## What you need to do
Count the lines in the material below that contain the string "fence", matching case exactly, and give only that number.

(Annotated coordinate records)
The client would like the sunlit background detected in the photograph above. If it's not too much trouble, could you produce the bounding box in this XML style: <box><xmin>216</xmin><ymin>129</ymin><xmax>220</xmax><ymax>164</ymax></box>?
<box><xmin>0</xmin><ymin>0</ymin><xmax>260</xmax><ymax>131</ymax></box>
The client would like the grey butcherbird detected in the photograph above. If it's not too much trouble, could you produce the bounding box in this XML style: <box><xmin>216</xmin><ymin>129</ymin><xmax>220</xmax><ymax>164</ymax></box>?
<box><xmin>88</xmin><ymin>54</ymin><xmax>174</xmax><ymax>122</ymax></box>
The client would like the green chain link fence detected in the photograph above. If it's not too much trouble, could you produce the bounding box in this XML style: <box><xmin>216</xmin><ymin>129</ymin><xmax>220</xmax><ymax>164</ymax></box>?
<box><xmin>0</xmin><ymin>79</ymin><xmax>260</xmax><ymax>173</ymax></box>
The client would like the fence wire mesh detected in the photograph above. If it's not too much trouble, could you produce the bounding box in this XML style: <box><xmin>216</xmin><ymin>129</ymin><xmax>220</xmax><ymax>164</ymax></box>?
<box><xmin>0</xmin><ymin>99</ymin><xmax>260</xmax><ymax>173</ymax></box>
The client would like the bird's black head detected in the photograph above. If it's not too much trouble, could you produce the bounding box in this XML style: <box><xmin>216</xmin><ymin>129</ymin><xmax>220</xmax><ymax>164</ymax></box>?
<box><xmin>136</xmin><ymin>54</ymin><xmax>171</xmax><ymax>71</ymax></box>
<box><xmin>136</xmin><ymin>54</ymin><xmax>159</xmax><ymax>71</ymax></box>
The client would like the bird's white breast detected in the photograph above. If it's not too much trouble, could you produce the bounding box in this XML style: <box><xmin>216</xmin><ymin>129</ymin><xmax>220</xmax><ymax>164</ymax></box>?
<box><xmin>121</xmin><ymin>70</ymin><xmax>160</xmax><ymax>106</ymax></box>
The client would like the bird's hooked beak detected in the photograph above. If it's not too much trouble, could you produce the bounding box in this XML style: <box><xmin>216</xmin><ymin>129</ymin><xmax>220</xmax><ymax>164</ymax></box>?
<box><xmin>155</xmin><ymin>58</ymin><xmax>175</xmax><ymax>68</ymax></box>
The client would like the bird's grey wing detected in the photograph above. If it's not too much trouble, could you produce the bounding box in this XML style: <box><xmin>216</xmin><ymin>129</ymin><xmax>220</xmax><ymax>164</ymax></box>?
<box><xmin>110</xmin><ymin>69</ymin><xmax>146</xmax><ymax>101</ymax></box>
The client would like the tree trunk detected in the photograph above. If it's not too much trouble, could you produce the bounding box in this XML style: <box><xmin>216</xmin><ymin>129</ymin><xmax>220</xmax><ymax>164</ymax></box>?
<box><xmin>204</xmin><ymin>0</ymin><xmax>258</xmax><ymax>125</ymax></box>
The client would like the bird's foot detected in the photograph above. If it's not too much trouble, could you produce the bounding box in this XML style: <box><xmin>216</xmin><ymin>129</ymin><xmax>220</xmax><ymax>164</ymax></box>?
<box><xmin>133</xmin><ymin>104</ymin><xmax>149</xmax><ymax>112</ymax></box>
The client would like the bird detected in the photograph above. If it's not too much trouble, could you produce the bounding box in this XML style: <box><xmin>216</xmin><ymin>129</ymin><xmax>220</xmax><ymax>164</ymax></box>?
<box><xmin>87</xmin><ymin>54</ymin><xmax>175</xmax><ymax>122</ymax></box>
...
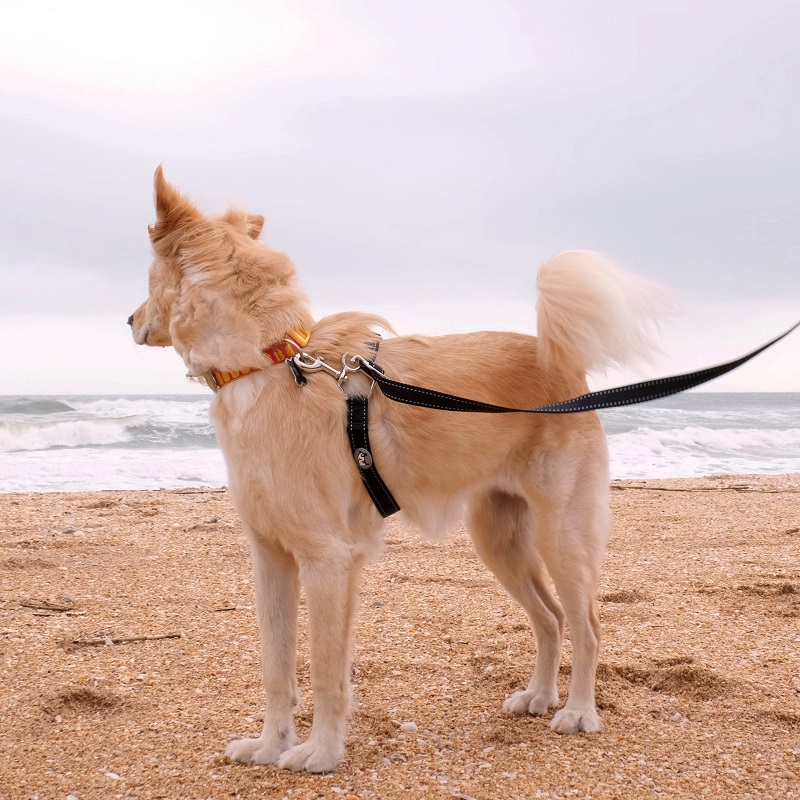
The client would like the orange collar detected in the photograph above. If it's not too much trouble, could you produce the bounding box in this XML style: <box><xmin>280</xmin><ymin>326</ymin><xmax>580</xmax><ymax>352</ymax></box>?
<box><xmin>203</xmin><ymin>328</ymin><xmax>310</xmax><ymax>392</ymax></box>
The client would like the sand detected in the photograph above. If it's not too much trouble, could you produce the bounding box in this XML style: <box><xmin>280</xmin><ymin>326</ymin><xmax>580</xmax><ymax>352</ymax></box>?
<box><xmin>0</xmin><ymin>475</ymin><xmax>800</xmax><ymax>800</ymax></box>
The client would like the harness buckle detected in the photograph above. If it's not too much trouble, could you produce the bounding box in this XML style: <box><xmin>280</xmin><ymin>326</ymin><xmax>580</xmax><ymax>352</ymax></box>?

## Result for this exercise
2